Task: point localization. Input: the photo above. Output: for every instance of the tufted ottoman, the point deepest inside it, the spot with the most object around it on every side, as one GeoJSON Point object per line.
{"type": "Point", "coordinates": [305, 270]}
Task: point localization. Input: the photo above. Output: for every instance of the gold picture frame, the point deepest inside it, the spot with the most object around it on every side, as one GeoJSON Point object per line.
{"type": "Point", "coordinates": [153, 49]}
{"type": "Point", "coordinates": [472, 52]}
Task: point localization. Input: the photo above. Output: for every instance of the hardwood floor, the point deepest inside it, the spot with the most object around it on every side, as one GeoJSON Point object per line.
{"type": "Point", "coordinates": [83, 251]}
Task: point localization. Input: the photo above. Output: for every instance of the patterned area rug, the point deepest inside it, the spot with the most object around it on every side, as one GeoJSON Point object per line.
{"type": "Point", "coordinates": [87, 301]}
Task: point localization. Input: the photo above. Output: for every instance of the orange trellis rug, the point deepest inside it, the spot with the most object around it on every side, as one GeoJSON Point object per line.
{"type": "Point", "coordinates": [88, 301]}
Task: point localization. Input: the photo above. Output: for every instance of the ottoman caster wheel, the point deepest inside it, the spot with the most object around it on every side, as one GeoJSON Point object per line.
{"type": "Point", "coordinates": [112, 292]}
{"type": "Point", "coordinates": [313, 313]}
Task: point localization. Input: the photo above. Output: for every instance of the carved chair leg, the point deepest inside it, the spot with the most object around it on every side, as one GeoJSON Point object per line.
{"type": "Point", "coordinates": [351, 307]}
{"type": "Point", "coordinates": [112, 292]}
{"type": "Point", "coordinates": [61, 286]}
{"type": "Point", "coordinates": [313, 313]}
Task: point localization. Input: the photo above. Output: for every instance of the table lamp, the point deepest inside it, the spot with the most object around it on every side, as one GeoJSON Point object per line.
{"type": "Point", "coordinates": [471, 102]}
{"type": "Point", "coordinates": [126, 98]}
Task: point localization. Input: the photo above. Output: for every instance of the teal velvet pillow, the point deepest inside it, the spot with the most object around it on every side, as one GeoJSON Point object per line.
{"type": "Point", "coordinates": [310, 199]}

→ **Prompt**
Nothing may be omitted or altered; reproduce all of the entries.

→ **Completed exercise**
Task: point localization. Input: the photo above. Output: for every instance of the tufted ottoman, the point deepest inside it, the spot with the most object around it on every side, as one GeoJSON Point object per line.
{"type": "Point", "coordinates": [305, 270]}
Task: point localization. Input: the photo above. Output: for every instance of the gold picture frame, the point deepest inside it, the spot with the most object around it on every side, as one GeoJSON Point object per line.
{"type": "Point", "coordinates": [153, 49]}
{"type": "Point", "coordinates": [472, 52]}
Task: point localization. Input: the photo above. Output: for every instance of the hardwood floor, the point deepest inside it, the spot with the most object around it on every side, as one GeoJSON Point object per line.
{"type": "Point", "coordinates": [83, 251]}
Task: point localization. Input: the photo above. Output: for every instance of the patterned area rug, the point deepest inside it, the spot with the most object around it on every side, as one GeoJSON Point object per line.
{"type": "Point", "coordinates": [87, 301]}
Task: point localization. Input: the photo above. Output: for every instance of the orange trellis rug, the point deepest inside it, the spot with the most object around it on every side, as one GeoJSON Point object per line.
{"type": "Point", "coordinates": [88, 301]}
Task: point localization. Input: the photo above. Output: for every instance of the ottoman caster wheel, the point deepest inside it, the spot with the most object around it on every side, as one GeoJSON Point object per line.
{"type": "Point", "coordinates": [112, 292]}
{"type": "Point", "coordinates": [313, 313]}
Task: point localization. Input: the photo above. Output: for every instance of the carved chair leg, the point deepest inside it, the spot with the most object around it on every side, as one GeoJSON Point object per line.
{"type": "Point", "coordinates": [351, 307]}
{"type": "Point", "coordinates": [112, 292]}
{"type": "Point", "coordinates": [61, 286]}
{"type": "Point", "coordinates": [313, 313]}
Task: point localization. Input: the photo above. Output: for every instance of the table lamp, the point deepest inside it, the spot with the most object around it on every side, as one GeoJSON Point object per line.
{"type": "Point", "coordinates": [471, 102]}
{"type": "Point", "coordinates": [126, 98]}
Task: point localization. Input: the photo above. Output: for every instance of the teal velvet pillow, the point deepest inside it, the spot with the most object around it on every side, as one GeoJSON Point object per line.
{"type": "Point", "coordinates": [310, 199]}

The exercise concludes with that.